Extract provided START

What then do you think is the relevance of fiction for Icelanders, for Reykjavikians?

We like to think of ourselves as a literary nation and Reykjavik was, two years ago given a UNESCO status as a City of Literature so obviously literature means very much to us. The thing is, writing is the only constant cultural activity that has come to us down the ages. It was a very poor country, a third world country until the 1870s. I mean, the wheel! The wheel came to Iceland in the middle of the nineteenth century. Until then we liked to drag things over uneven surfaces. It’s true. It’s very true. We had no wagons or anything. We liked to drag things, but we have been writing, writing all the time. So that is the only constant cultural activity. It’s very important to us, and our relationship with our ancestors here.

The novel had a very hard time in Iceland until Reykjavik started coming into being and I think that’s because the novel is something that is made up of different voices, different points of view, world views that challenge each other and the conflicts of people that are living in close proximity. So the novel is really something you can say is the literary form of the city.

Extract provided END

In the interview on Icelandic literature, when does the speaker say the wheel arrived in Iceland? The material that comes next has nothing to do with the interview on Icelandic literature.

Source material START

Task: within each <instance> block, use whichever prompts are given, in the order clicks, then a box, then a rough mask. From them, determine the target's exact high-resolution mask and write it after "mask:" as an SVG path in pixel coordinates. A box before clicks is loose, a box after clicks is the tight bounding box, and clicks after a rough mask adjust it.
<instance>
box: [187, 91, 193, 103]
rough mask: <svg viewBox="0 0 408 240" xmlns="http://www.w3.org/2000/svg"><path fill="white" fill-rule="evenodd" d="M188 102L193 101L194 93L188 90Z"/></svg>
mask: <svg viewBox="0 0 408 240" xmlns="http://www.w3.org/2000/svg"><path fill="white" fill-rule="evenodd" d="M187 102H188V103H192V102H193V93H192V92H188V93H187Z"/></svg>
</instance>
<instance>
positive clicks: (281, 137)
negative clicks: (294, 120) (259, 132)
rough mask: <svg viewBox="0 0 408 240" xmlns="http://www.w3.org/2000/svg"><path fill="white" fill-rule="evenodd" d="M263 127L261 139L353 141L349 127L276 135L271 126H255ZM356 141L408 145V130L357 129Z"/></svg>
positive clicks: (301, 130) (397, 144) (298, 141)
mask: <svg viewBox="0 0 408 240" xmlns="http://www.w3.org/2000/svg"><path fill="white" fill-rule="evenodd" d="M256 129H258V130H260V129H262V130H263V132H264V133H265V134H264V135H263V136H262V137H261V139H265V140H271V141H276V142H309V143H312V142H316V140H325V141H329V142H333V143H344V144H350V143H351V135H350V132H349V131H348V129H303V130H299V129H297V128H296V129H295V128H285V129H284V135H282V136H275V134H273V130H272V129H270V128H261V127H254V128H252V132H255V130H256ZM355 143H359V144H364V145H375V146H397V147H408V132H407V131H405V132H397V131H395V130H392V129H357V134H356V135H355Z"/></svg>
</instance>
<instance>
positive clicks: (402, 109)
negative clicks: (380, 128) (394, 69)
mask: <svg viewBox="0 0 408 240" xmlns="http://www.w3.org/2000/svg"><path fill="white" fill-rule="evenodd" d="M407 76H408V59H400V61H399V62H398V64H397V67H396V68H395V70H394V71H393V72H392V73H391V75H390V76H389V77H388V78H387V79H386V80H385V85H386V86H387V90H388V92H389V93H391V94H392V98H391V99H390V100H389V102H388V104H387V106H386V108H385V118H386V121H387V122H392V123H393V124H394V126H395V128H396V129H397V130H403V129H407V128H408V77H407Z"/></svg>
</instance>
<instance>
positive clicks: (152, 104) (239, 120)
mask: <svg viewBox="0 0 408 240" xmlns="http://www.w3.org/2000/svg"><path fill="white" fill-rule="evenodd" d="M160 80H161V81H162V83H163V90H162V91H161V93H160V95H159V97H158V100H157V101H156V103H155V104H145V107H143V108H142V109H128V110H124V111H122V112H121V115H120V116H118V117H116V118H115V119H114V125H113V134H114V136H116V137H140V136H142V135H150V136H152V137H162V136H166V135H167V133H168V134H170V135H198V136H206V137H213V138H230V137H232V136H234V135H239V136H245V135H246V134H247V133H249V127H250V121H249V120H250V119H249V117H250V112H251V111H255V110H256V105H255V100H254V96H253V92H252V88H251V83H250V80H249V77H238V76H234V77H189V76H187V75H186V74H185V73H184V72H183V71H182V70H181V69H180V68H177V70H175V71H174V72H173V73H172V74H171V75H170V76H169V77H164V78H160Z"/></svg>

Source material END

**Answer to this problem**
In the middle of the nineteenth century.